## Assignment
Your answer must be an exact copy of the records below, with no pictures in it.

## Working data

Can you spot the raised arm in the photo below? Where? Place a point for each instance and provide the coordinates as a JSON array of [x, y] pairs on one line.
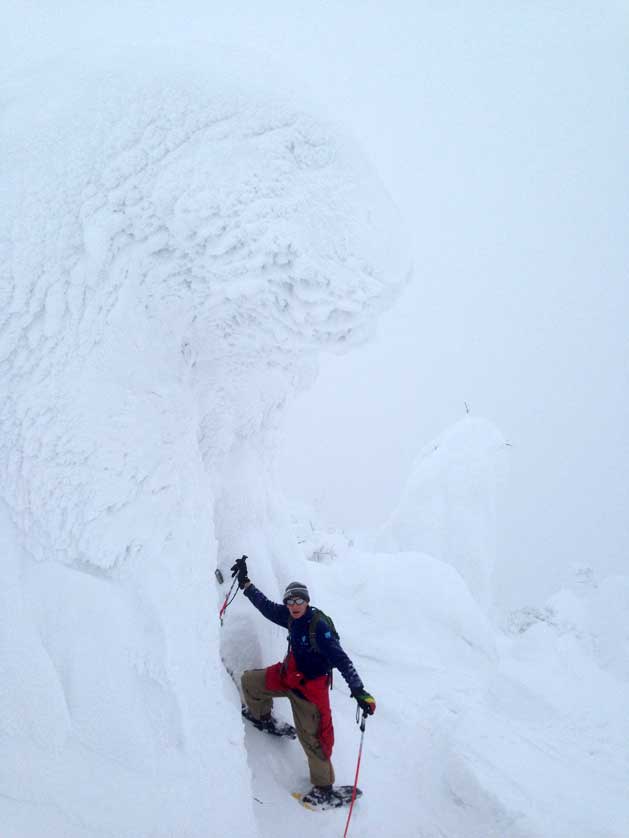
[[273, 611]]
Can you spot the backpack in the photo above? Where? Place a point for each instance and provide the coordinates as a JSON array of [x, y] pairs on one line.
[[312, 632]]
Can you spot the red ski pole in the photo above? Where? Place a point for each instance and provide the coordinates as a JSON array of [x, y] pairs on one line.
[[360, 753], [221, 613]]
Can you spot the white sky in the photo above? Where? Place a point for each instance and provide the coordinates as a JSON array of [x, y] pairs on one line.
[[501, 130]]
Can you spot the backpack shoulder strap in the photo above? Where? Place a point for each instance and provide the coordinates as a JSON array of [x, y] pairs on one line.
[[317, 617]]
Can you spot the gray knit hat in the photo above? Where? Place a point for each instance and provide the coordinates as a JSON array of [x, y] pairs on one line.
[[296, 589]]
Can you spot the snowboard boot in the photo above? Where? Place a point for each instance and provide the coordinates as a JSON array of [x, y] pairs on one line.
[[320, 796], [269, 724]]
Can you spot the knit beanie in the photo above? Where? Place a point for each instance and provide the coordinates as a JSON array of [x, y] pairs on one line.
[[296, 589]]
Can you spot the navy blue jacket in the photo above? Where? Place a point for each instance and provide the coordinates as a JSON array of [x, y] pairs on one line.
[[312, 664]]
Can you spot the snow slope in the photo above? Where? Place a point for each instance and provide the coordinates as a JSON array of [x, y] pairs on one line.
[[178, 242]]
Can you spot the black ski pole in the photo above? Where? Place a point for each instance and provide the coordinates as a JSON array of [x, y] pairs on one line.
[[360, 753]]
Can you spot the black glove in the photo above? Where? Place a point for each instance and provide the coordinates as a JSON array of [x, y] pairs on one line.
[[366, 702], [239, 569]]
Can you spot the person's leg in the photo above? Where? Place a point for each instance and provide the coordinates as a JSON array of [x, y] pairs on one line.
[[258, 699], [307, 722]]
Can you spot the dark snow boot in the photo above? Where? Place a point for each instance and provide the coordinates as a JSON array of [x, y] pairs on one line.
[[269, 724], [327, 797]]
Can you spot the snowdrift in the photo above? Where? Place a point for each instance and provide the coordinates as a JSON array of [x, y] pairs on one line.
[[178, 242]]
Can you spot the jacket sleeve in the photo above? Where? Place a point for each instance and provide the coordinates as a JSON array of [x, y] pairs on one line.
[[332, 649], [273, 611]]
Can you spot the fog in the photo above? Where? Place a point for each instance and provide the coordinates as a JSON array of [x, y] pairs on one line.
[[500, 130]]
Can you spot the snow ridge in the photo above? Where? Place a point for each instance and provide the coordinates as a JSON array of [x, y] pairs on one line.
[[177, 243]]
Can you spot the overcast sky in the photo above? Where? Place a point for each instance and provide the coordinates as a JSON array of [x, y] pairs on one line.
[[501, 131]]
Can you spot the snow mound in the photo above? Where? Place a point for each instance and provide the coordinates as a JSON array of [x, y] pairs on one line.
[[448, 506], [177, 243]]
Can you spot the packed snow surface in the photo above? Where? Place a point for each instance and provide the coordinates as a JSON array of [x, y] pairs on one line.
[[178, 243]]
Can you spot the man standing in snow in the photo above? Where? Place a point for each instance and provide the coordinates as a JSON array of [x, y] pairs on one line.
[[303, 677]]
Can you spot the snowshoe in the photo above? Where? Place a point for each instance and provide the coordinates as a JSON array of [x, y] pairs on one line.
[[319, 799], [270, 725]]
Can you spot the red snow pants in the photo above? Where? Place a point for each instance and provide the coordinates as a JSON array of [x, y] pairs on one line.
[[286, 676]]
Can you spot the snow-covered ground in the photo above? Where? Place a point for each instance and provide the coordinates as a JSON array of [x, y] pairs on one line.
[[179, 241]]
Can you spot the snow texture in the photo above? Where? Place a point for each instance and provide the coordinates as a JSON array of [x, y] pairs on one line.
[[178, 242], [448, 507]]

## Task solution
Can you spot the raised arm in the photo below? Where? Place a point for each instance and provide the coordinates as a JSON array of [x, y] pairs on one line.
[[273, 611]]
Can you spot the backpack in the photo above? Where? Place a point for each instance and provide the coordinates as a JSON array of [x, y] pairs on one line.
[[312, 632]]
Can you spot the red ski pole in the photo above? Where? Place a point for each instance and provide the coordinates as a JSON array of [x, y] pairs on one line.
[[360, 753], [221, 613]]
Can you spot the white sky in the photo above? Where? Place a point for each instance and provide the coordinates as a JSON array of [x, y] pairs on one line.
[[501, 130]]
Can you spot the backpack shoulder strap in the photo above? Where? Place a point for each instance and provide the coordinates as a JSON array of [x, y] pairs on one line.
[[317, 617]]
Can you spot the gray knit hat in the photo above? Where? Place a point for each instance and provide the coordinates as a JSON array of [x, y] pairs on one line.
[[296, 589]]
Can you spot the snowboard boot in the photo above? Where? Place a point for each instance and provide the coordinates as a JSON array of [x, y] pairs on one line.
[[320, 796], [269, 724]]
Can you spot the knit beanie in the photo above? Where? Place a point for each instance and provide the coordinates as a JSON array of [x, y] pairs on one line.
[[296, 589]]
Can you spot the navy blue jacket in the photo above? Where? Place a point for each instance and provide the coordinates as a JSON array of [x, y] pairs on one line.
[[312, 664]]
Can you spot the snow slope in the photo above? Where? Place a point for each instance and provide the coordinates as a JSON array of [x, y] pairs on one line.
[[178, 242]]
Can you spot the black ski pole in the photo above? Where? Place a point for each instance and provide the coordinates as a JSON array of [x, y] pairs on one line.
[[360, 753]]
Can you spot the black glove in the photo above? Where? Place a point for each instance and provide the coordinates as a JSON array of [x, y] pairs on one line.
[[366, 702], [239, 569]]
Can you spot the person's leg in the photo above? Where? Place a point for each instance and provide the coordinates as a JSON array of [x, y] pairs on one line.
[[258, 699], [307, 722]]
Can you spot the dark snow boot in the photo above? Where? Place a point for each instance and provide the coordinates as a JSON array of [x, y] pairs on one line.
[[269, 724], [327, 797]]
Can you spot the snowdrift in the photo above? Where? Place a point for each instance and provide the coordinates as a JSON array of [x, y] pairs on one line.
[[178, 242]]
Can you spot the jacket sleeve in the photo above? Where? Place a point for each instance and provide the coordinates as a JSON array of [x, y] pairs on one line.
[[332, 649], [273, 611]]
Can you spot the fog in the photo above? Where? Place a point for each instance and provide the coordinates as a JSON array of [x, y] pairs on one line.
[[500, 130]]
Can you spot the snow ridge in the photo above? Where? Place a point for each instance and provide the coordinates as a JSON array of [x, y] pairs on one line.
[[177, 243]]
Can you spot the overcast sky in the photo above? Where? Place a point for each instance and provide the coordinates as a JSON array of [x, y] pairs on one line.
[[501, 131]]
Can you spot the snow mound in the photo above? Where? Place a point for each instance and provide the coordinates as a JSON array of [x, y] pairs on one line.
[[448, 506], [177, 243]]
Can you spot the packed snow surface in the photo above? Where? Place a point for each instance and provide the coordinates as a JSON array of [x, y] pairs on one line.
[[178, 243]]
Can you spot the man standing in snow in the photo above? Where? Place a point for each instance and provide the coordinates as a JSON array of [x, y] pairs on one line.
[[303, 677]]
Can you spot the snowshoe in the photo above? Where? Place a point for each instance and provide the coordinates as a JSON array of [x, y] pairs on one line.
[[319, 799], [270, 725]]
Can you spot the red snow pants in the photo above? Where? Place a point for each instance and provide the coordinates as a JSON array of [x, y] pairs on one line.
[[286, 676]]
Can you spot the snow-covered ground in the photo above? Where? Place a point for each instance and provide the coordinates as a JSON array of [x, y] pairs on one line.
[[179, 241]]
Can you spot the snow texture in the photo above? Where? Place a point for each instance and provide the coordinates as a JSON array of [x, y] pairs on one line.
[[178, 242], [448, 507]]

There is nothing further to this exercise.